* **Yönergeler**:
**1)** Dümbüllü hakkındaki metne göre Dümbüllü'nün cenazesi İstanbul'da hangi köprüden geçen ilk cenazedir?
**2)** Aşağıdaki ifadelerin Dümbüllü hakkındaki metinle uyuşup uyuşmadığını belirtin. Her biri için evet ya da hayır deyin ve karara esas olan sözleri metinden aynen aktarın.
(a) Dümbüllü on altı yaşında Dilkûşa Tiyatrosu'na girmiştir.
(b) Dümbüllü fesi 1968'de Müjdat Gezen'e devretmiştir.
(c) Dümbüllü'nün kabri Eyüp'tedir.

* **Seçilmiş bölüm**:
__________
1897 yılında Üsküdar Süleymanağa mahallesinde doğan İsmail Hakkı Dümbüllü’nün babası II. Abdülhamid’in silahşörlerinden Zeynel Abidin Efendi, annesi Fatma Azize Hanım’dır. Üsküdar İttihat-ı Terakki Mektebi’nde okula başlayan Dümbüllü, gazeteci Burhan Felek ile aynı okuldan mezun olmuştur. Tiyatro yüzünden Askeri Rüştiyeden atılmasının ardından on altı yaşında Kel Hasan Efendi’nin Dilkûşa Tiyatrosu’na girmiştir. Şevki Şakrak, Küçük İsmail Efendi, Kavuklu Hamdi Efendi, Komik Naşit Efendi gibi zamanın usta sanatçılarıyla aynı sahneyi paylaşmıştır. Tiyatro sanatçılığına profesyonel olarak Şehzade Başı Tiyatrosu’nda başlamıştır. Bilinen adıyla Dümbüllü İsmail Efendi, “Dümbüllü” adını nasıl aldığını şöyle anlatır:

 

“Peruz Hanım vardı kantocu, Samran’dan evvel. Bu Peruz Hanım o zamanın en birinci kantocusuydu. Hem de beste yapar, güftesini de kendisi yazardı. Dümbüllü diye bir kanto söylerdi. Buna bir gazel ilave ederek söylemeye başladım. ‘Dümbüllü, Dümbüllü, Gabarala, mabarala, Dümbüllü’ diye oynardık. Böylece Dümbüllü adı üzerimde kaldı.”

 

Dümbüllü geçirdiği bir trafik kazası sonucunda tedavi görmüş ancak kazadan bir ay sonra 5 Kasım 1973 tarihinde hayatını kaybetmiştir. Cenazesi, İstanbul’da Boğaziçi Köprüsü’nden geçen ilk cenazedir. Kabri, Üsküdar’da Karacaahmet Mezarlığı’nda bulunmaktadır.

 

 

Dümbüllü’nün Fesi ve Kavuğu

 

Dümbüllü’nün Fesi yıllar boyunca Türk tiyatro oyuncuları arasında geleneksel bir törende devredilmiştir. Bu fes ve kavuk, Türk tiyatro oyunculuğu mirasını temsil etmektedir. Orta oyunu ve tuluat sanatçısı İsmail Hakkı Dümbüllü, ustası Kel Hasan’dan devraldığı fesi, 1968’de oyuncu Münir Özkul’a devretmiştir. Münir Özkul fesi daha sonra Müjdat Gezen’e devretmiştir. Son olarak Müjdat Gezen, geleneksel Türk tiyatrosunun son temsilcisi İsmail Dümbüllü’ye ait olan ve yıllardır kendisinde bulunan fesi ise eski öğrencisi Şevket Çoruh’a devretmiştir. Fes, tuluat sanatını ifade etmektedir.
__________
* **Kayıtlı veriler**:
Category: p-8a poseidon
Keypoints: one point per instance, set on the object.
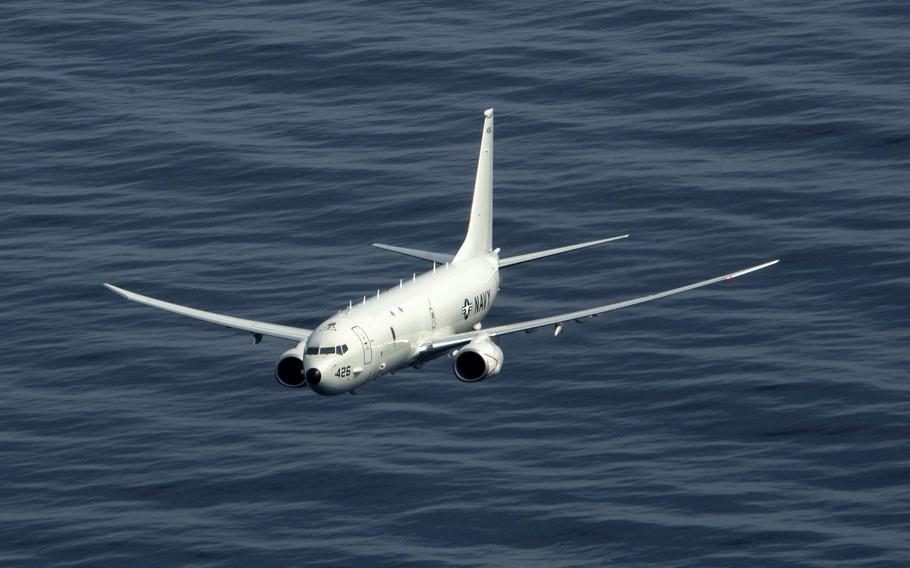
__________
* **Tamamlanmış alıştırma**:
**1)** Boğaziçi Köprüsü'nden geçen ilk cenazedir.

**2)**
(a) Evet: "on altı yaşında Kel Hasan Efendi’nin Dilkûşa Tiyatrosu’na girmiştir"
(b) Hayır: "1968’de oyuncu Münir Özkul’a devretmiştir"
(c) Hayır: "Kabri, Üsküdar’da Karacaahmet Mezarlığı’nda bulunmaktadır."